### 本文
ライオ君や中井孝治や石川敦士やコニタン、関口マユ、竹野大ちゃん、島田聡率いるスクローバー、
ファーストチルドレンや西田崇、布施忠など、もっとも~っとたくさんのライダーがいたんです。
ちなみにボクの奥さま吉川由里(まだ結婚前でしたが)も練習に来ていました...(笑)

まだ独身時代だったその頃は、同い年でかなり一緒に動き回っていたテリーコブラことYONEXの安藤輝彦と
レディアブリュレでの練習期間も終わったので、一週間くらい旅に行こうぜ~って話になって、
アンテルと二人でスイスから世界最速電車?のTGVでフランスはパリへ行く事にしたんです。
とは言え、荷物がハンパ無い僕達はスイスはジュネーブの空港でスノーボードバックだけ預けて、
一週間のパリへの旅に出掛けました。

ま、旅とか書いてますがパリでの行動は完全に観光名所巡り...
エッフェル塔、凱旋門、ルーブル美術館、シャンゼリゼ大通りなどなど...(笑)
パリでの移動は地下鉄乗り放題チケットを購入して地下鉄に乗りまくってました。
すると、ボクにしてもアンテルにしても勝手な行動をお互いしちゃって
ちょいちょいハグレちゃうんですよ...(笑)
なので、二人で取り決めを作ったんです。
はぐれた時ははぐれた場所の駅から、行こうとしてた方向の一つ目の駅で必ず待ち合わせね...って。
この取り決めは、はぐれちゃっても本当に成功して再会出来てたんです。

さあ、パリの観光も最終日の夕方、Gare de Lyon 僕達はリオンって呼んでました。

### 記録の抜粋

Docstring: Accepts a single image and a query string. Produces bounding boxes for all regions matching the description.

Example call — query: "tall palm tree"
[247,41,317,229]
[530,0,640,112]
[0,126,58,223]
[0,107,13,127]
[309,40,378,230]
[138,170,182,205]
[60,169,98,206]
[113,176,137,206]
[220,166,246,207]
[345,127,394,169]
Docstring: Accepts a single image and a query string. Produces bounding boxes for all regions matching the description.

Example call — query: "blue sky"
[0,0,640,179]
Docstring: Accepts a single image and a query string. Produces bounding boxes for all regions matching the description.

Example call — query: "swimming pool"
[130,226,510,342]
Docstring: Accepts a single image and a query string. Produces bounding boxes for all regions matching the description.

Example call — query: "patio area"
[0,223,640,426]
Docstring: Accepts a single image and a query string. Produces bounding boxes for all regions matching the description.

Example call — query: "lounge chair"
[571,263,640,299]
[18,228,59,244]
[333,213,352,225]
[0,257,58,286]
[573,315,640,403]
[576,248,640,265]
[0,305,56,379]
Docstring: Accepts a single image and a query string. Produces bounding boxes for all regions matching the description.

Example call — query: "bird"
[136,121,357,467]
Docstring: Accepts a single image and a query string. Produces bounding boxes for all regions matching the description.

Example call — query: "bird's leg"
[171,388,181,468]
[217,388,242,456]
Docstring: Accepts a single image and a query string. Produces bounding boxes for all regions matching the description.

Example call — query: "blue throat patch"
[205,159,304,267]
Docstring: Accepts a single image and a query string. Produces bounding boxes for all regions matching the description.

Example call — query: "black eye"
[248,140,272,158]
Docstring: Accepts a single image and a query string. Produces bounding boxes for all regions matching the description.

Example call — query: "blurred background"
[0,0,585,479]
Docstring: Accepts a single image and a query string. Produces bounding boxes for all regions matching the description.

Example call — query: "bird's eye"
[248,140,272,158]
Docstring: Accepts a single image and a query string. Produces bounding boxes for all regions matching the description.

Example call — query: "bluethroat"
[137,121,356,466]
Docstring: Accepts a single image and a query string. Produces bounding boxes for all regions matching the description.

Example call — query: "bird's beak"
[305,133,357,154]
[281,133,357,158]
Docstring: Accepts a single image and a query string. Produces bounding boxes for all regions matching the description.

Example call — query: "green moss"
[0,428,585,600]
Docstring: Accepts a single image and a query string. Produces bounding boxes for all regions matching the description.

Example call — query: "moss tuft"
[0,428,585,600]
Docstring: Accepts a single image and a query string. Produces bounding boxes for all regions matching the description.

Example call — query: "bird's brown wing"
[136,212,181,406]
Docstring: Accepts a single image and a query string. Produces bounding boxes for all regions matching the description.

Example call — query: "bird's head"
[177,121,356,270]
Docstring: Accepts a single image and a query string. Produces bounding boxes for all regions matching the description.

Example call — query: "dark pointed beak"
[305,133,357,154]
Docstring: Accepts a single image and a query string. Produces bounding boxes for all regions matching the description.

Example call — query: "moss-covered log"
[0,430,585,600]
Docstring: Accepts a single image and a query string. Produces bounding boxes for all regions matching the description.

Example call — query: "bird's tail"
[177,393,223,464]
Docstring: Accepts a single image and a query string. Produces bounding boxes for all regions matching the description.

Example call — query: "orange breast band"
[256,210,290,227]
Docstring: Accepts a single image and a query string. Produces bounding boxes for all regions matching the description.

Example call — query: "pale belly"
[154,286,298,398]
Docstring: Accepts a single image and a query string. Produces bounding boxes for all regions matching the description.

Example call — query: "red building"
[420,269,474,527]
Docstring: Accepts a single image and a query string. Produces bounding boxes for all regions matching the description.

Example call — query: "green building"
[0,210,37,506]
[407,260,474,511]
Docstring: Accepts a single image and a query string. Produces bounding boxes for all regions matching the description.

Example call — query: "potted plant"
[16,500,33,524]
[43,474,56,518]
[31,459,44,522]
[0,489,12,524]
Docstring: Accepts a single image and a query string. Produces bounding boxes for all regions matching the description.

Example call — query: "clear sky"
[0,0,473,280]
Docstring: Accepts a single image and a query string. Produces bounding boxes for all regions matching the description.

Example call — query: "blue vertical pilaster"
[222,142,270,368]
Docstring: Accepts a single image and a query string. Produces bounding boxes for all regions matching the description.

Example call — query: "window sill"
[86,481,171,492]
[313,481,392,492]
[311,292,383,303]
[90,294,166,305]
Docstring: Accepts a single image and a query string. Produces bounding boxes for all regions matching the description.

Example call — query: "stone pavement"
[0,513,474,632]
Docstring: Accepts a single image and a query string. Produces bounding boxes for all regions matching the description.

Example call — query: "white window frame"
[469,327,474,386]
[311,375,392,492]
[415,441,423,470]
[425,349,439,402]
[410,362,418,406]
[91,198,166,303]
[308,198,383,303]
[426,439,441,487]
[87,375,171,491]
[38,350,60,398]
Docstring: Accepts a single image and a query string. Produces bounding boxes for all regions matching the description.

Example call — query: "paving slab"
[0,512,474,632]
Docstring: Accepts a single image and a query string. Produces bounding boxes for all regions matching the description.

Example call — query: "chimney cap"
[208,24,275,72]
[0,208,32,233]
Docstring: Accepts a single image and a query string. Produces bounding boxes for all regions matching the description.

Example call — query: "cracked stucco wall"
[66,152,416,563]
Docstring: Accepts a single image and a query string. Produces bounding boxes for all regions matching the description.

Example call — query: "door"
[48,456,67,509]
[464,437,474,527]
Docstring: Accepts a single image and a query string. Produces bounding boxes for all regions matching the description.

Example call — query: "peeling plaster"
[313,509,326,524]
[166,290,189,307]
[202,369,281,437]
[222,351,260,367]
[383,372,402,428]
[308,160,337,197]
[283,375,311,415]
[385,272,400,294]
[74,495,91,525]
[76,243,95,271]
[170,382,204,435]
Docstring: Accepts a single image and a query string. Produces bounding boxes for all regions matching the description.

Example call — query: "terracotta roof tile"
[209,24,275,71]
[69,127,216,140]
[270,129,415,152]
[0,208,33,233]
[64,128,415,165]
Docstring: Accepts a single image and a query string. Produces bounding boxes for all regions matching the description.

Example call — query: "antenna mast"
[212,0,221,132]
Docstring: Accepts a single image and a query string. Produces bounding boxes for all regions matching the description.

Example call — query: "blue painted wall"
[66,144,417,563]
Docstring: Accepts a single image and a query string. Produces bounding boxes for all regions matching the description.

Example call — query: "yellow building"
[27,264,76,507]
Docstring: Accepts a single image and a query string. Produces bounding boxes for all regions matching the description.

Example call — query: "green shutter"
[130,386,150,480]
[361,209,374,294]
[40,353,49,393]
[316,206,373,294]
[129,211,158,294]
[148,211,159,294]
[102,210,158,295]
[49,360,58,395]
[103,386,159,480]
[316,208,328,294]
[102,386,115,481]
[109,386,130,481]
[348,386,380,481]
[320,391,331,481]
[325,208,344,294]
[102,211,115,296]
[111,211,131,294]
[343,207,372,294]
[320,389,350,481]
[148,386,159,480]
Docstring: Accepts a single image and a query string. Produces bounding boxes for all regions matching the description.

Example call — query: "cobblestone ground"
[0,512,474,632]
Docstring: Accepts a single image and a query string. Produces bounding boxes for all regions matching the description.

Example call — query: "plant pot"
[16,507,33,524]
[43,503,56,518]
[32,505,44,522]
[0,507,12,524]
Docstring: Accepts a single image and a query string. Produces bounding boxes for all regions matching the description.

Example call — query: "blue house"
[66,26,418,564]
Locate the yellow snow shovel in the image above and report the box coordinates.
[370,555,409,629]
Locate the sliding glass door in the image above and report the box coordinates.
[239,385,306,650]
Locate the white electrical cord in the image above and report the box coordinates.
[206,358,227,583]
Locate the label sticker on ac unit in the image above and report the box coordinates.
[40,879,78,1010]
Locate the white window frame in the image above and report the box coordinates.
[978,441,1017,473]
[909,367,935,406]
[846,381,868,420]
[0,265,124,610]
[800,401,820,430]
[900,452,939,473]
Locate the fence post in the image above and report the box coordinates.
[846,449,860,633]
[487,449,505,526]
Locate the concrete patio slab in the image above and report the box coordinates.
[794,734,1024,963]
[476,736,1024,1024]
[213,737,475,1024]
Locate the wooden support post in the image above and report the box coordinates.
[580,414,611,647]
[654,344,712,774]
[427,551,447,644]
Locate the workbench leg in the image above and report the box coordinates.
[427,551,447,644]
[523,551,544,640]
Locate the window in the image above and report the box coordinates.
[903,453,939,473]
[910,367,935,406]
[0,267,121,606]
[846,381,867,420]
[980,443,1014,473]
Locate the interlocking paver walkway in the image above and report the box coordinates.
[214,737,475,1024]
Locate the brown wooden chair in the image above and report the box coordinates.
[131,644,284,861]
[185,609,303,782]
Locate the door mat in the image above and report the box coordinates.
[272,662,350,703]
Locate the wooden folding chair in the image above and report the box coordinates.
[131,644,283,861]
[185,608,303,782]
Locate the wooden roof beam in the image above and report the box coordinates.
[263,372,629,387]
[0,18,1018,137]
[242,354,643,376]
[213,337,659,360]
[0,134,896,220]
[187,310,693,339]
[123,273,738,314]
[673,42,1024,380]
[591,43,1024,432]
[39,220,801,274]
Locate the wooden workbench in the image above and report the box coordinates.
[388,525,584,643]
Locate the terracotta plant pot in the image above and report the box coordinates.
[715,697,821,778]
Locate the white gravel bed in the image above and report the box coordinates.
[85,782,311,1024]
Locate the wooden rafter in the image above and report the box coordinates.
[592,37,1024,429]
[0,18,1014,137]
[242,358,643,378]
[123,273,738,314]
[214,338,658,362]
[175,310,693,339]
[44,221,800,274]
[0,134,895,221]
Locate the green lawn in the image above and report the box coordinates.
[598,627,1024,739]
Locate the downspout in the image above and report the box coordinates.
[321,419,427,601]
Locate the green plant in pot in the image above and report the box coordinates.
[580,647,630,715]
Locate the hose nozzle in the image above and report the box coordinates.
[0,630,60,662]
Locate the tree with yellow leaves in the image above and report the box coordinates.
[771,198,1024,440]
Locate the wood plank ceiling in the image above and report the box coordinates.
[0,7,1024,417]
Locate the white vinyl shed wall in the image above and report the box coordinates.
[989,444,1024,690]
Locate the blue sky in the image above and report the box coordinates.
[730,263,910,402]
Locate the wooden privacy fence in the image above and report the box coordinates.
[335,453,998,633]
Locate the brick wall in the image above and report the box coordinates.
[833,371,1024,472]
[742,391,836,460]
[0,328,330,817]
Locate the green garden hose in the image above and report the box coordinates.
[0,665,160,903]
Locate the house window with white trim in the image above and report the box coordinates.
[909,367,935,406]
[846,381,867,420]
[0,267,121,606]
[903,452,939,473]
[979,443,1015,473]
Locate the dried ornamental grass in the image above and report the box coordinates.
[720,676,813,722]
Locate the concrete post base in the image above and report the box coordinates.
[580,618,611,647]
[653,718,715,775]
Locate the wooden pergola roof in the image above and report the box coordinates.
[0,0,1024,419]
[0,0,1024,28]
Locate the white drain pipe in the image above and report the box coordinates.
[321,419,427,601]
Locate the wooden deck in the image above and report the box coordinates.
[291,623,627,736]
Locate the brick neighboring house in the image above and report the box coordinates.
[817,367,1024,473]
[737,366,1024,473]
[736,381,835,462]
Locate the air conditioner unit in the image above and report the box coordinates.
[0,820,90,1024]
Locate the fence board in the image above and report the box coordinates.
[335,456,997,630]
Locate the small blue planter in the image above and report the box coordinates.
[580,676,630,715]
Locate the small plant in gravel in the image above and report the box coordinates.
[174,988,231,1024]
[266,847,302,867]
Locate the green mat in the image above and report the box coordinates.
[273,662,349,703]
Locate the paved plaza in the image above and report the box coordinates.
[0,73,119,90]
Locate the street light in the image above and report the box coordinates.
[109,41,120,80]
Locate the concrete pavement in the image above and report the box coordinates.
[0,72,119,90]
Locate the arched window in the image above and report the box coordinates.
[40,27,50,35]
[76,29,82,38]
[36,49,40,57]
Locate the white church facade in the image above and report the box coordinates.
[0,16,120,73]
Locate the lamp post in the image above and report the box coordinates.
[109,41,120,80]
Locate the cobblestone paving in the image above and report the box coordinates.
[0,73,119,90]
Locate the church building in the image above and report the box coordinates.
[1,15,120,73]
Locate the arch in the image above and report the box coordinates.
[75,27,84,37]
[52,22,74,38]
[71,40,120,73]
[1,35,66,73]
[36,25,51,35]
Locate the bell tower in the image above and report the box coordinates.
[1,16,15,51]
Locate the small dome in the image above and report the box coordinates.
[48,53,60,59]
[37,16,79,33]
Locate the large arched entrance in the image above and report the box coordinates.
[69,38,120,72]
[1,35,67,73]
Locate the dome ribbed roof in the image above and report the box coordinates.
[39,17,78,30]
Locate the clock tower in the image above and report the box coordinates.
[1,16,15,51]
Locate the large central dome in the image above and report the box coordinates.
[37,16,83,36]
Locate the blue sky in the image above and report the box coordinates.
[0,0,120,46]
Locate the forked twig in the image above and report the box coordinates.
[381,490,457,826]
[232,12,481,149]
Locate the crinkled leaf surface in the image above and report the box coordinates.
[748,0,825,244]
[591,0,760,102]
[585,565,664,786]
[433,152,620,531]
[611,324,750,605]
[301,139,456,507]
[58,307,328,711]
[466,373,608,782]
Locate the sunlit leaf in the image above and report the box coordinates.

### 課題の指示
パリ旅行をつづった本文の最後の文に続けて、その先を書いてください。

### 課題の解答
そのリオンでジュネーブ行きのTGVのチケットを二人で買ってさ~スイスへ帰ろうって
ホームの両サイドにG番線とH番線があって、H番線の電車に荷物を持って乗り込みました。
TGVは完全指定席なので、自分たちのチケット?切符?の座席を探して
やっと見つけた番号は個室だったんですよ...。
お~高級だね~なんて言いながらノリノリで座席に座ってたら、
アンテルが...おれコーラ飲みたいから買ってくるわ~って言うので、
いやいやもうすぐ出発だから車内販売で買いなよ~って言ったのに、
すぐ戻って来る....って財布だけ持って電車の外に走って行っちゃったんです...。
僕達の電車の出発時刻はPM5:30でした。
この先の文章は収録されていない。